> _To do_: Render the records below as a JSON list of strings with one string per line, skipping blank lines and omitting the pictures.

───── Provided data

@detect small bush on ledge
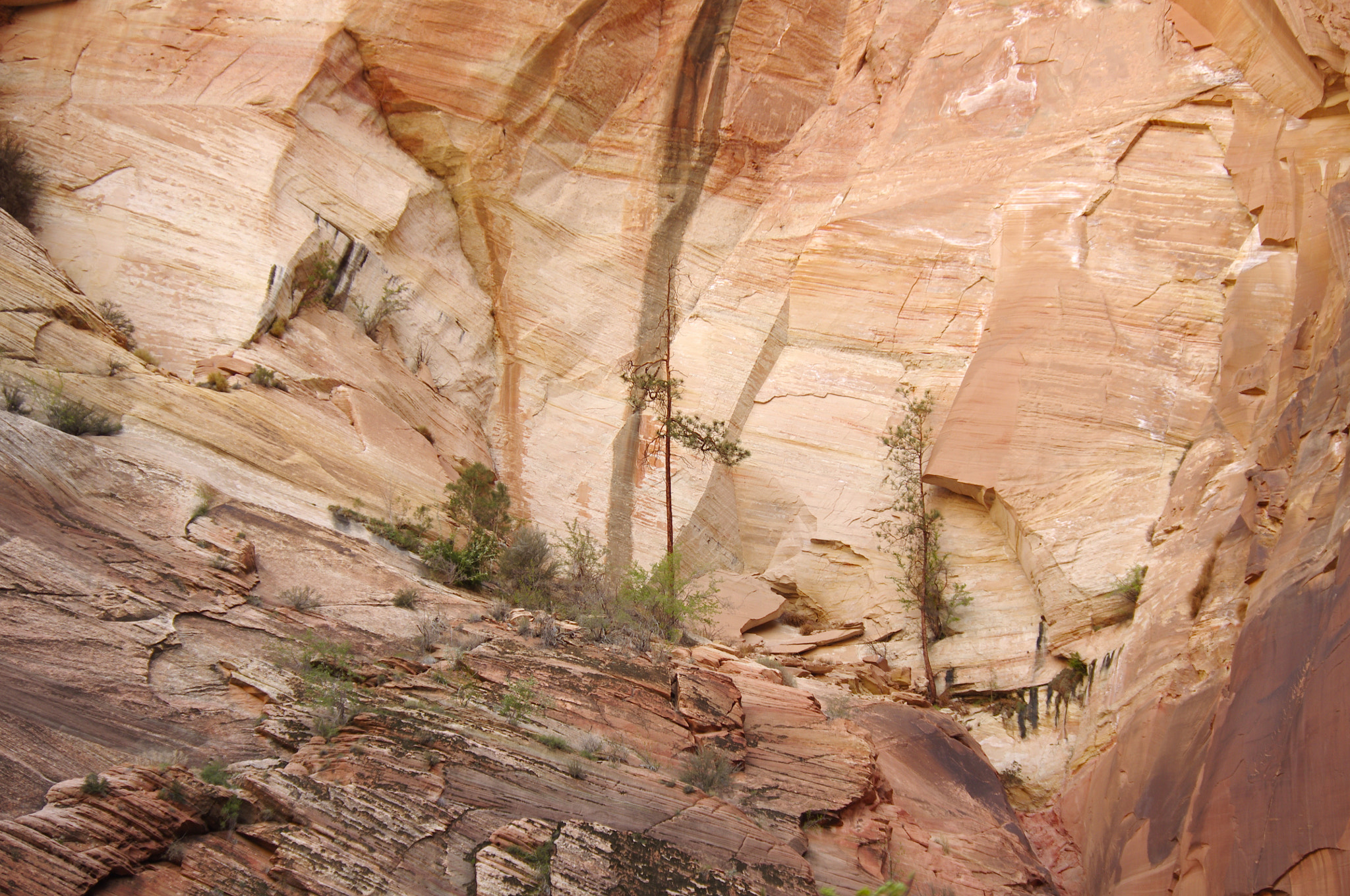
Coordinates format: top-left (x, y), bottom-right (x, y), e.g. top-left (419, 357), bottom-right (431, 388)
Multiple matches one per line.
top-left (80, 772), bottom-right (108, 796)
top-left (47, 393), bottom-right (121, 436)
top-left (1109, 565), bottom-right (1149, 603)
top-left (679, 746), bottom-right (734, 793)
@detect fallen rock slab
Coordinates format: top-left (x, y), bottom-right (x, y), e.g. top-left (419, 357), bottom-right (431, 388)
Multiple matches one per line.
top-left (713, 573), bottom-right (787, 638)
top-left (764, 626), bottom-right (863, 653)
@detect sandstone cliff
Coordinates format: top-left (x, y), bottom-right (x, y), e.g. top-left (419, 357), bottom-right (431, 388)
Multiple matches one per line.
top-left (0, 0), bottom-right (1350, 895)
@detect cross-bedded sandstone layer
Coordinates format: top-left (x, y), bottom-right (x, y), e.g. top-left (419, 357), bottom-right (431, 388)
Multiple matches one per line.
top-left (0, 0), bottom-right (1350, 893)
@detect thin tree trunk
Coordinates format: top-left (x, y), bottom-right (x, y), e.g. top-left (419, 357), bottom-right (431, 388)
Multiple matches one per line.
top-left (916, 445), bottom-right (937, 703)
top-left (666, 273), bottom-right (675, 556)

──────────

> _Task response_:
[
  "@detect small bush on ledge",
  "Coordinates format: top-left (x, y), bottom-right (x, y), e.g. top-left (419, 357), bottom-right (431, 388)",
  "Multiple matches one per line.",
  "top-left (80, 772), bottom-right (108, 796)",
  "top-left (47, 393), bottom-right (121, 436)",
  "top-left (1109, 565), bottom-right (1149, 603)",
  "top-left (679, 746), bottom-right (734, 793)",
  "@detect fallen rock slab",
  "Coordinates format: top-left (x, y), bottom-right (x, y), e.g. top-left (419, 357), bottom-right (431, 388)",
  "Multiple matches one per line.",
  "top-left (713, 573), bottom-right (787, 638)",
  "top-left (764, 626), bottom-right (863, 653)",
  "@detect sandstone cliff",
  "Coordinates format: top-left (x, y), bottom-right (x, y), e.g. top-left (419, 357), bottom-right (431, 388)",
  "Multiple matches one per line.",
  "top-left (0, 0), bottom-right (1350, 895)",
  "@detect cross-bedded sandstone layer",
  "Coordinates format: top-left (x, y), bottom-right (x, y), e.g. top-left (419, 357), bottom-right (431, 388)",
  "Multiple matches one per line.",
  "top-left (0, 0), bottom-right (1350, 893)",
  "@detect thin tree trunk",
  "Coordinates format: top-left (x, y), bottom-right (x, y), e.g. top-left (419, 357), bottom-right (431, 388)",
  "Multiple matches one per line.",
  "top-left (916, 445), bottom-right (937, 703)",
  "top-left (666, 273), bottom-right (675, 556)"
]